*PROBLEM DETAILS*. Identify every line below that contains the word "fence", and copy each such line in full.

───

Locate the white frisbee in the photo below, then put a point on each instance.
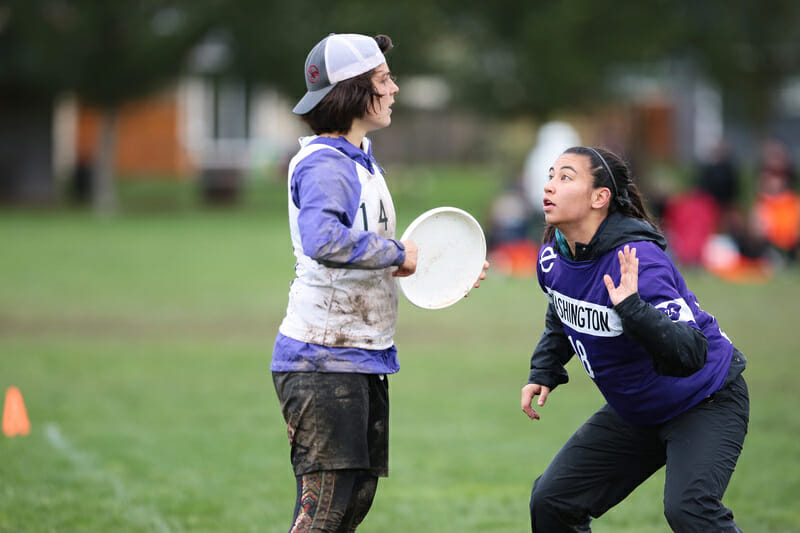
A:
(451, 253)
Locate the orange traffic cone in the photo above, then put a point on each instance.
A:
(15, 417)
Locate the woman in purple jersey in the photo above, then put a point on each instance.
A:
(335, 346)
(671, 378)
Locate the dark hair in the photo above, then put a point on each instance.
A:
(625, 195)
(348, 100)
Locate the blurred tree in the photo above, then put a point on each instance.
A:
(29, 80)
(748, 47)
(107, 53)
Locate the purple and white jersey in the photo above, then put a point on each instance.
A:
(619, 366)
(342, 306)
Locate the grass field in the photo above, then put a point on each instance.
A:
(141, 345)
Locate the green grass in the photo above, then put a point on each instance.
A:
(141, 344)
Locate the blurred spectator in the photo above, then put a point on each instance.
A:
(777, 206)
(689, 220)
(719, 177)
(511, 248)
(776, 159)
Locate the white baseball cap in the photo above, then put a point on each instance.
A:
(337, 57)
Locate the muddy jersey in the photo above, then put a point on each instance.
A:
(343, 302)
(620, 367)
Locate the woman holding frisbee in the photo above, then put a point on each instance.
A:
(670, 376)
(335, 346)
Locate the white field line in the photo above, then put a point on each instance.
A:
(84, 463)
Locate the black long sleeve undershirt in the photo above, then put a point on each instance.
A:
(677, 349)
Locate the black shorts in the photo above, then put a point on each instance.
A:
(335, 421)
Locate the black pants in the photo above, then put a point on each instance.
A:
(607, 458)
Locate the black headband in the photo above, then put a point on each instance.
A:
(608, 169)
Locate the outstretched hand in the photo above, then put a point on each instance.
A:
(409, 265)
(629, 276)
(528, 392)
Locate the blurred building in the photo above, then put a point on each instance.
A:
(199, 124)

───

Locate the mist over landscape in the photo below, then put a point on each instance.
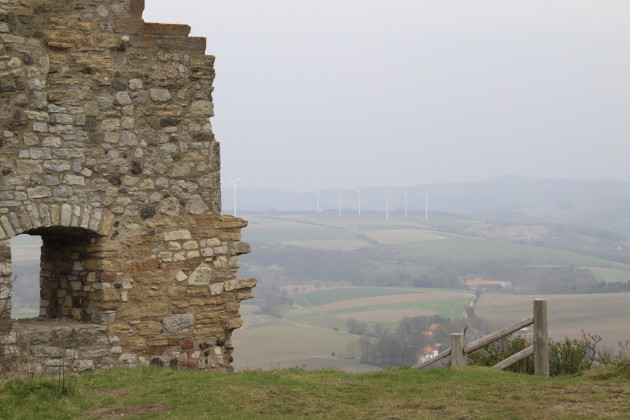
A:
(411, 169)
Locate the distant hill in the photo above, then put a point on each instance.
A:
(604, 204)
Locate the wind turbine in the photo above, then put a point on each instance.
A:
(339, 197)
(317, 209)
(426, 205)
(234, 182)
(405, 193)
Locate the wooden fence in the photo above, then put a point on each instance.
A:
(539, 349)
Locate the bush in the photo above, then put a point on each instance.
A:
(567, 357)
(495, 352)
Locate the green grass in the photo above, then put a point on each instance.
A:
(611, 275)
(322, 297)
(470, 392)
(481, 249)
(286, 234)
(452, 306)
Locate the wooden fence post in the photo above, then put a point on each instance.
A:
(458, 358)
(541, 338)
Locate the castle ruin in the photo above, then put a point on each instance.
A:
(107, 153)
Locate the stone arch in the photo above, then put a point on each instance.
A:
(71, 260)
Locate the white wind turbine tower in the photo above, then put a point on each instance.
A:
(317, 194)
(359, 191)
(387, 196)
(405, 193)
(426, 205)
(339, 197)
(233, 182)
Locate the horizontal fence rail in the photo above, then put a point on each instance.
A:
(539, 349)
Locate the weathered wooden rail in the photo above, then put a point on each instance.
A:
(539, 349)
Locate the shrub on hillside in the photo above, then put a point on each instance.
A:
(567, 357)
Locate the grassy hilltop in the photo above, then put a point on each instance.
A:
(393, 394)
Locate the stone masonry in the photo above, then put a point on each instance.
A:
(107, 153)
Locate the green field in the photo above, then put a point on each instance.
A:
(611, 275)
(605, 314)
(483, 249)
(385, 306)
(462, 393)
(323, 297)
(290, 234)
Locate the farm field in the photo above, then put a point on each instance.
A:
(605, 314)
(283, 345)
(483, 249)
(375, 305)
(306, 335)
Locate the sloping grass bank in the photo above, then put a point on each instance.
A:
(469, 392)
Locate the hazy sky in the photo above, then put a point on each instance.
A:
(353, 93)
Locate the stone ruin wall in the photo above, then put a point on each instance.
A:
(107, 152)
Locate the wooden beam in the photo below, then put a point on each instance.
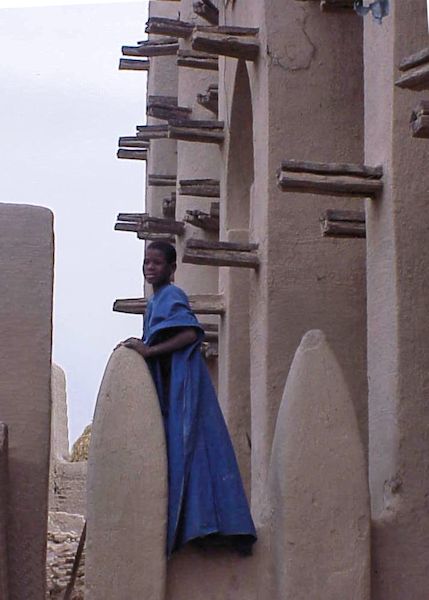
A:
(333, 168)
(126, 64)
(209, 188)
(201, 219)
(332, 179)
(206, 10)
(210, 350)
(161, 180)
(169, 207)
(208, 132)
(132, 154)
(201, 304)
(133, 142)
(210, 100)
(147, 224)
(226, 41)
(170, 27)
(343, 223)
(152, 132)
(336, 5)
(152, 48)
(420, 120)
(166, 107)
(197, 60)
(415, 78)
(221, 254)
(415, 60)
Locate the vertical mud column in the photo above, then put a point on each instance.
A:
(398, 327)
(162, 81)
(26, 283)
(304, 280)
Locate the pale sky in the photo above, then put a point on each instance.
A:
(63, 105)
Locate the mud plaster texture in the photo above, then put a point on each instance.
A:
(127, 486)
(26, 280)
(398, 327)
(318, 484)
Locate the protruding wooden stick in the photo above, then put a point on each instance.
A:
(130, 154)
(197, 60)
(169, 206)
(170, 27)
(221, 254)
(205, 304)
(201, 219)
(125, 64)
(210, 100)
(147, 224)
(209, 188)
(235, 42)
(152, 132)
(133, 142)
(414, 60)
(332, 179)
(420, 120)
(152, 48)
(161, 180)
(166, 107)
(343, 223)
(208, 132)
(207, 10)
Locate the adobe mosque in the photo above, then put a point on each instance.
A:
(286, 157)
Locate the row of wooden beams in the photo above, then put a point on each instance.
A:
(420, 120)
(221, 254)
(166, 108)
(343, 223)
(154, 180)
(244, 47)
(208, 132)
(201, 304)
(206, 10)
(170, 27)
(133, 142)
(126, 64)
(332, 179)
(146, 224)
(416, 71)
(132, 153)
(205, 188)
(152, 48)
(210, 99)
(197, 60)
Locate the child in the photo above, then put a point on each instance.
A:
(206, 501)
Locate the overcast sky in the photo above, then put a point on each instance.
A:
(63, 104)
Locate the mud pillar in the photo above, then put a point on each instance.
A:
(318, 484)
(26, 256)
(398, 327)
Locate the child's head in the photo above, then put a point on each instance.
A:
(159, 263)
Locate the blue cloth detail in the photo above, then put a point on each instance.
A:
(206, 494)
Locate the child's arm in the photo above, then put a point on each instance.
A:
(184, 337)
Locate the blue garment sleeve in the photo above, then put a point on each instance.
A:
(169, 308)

───

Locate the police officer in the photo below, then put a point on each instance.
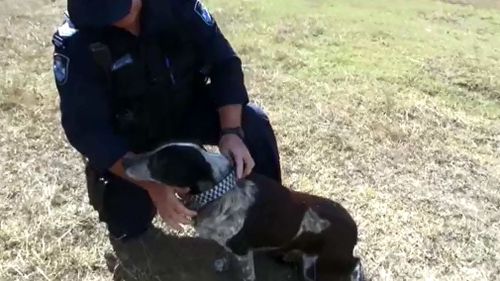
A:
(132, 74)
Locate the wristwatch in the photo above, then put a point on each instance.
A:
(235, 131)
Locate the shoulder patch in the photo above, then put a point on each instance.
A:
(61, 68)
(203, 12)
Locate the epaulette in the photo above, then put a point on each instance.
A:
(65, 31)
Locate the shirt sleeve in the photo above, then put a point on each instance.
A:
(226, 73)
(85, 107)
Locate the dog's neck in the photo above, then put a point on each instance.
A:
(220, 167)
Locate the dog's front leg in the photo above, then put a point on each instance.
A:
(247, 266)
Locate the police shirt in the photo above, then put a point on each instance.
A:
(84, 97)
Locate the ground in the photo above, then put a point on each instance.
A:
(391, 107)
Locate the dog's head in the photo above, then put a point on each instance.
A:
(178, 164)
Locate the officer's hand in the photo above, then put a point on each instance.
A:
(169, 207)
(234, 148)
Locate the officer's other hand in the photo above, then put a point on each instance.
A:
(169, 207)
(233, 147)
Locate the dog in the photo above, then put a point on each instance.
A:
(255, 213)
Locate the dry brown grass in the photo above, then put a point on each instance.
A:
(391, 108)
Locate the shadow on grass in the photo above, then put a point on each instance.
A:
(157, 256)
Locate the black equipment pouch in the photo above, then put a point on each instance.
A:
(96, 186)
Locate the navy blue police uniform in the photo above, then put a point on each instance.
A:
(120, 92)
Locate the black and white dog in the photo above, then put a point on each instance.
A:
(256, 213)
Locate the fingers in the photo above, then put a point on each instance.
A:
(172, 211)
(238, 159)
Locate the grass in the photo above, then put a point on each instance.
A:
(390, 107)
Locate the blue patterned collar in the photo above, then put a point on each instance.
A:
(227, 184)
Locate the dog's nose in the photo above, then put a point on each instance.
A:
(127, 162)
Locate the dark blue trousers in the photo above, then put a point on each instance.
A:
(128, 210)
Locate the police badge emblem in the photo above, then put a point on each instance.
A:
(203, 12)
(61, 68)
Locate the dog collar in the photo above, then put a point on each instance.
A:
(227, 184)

───

*RESULT OF THIS EXERCISE*.
Locate the wooden fence in the photo above, then put a point on each instance.
Locate the wooden fence post in the photo above, then put a point on each instance.
Locate the horizontal fence rail in the photo above, then put a point on each instance.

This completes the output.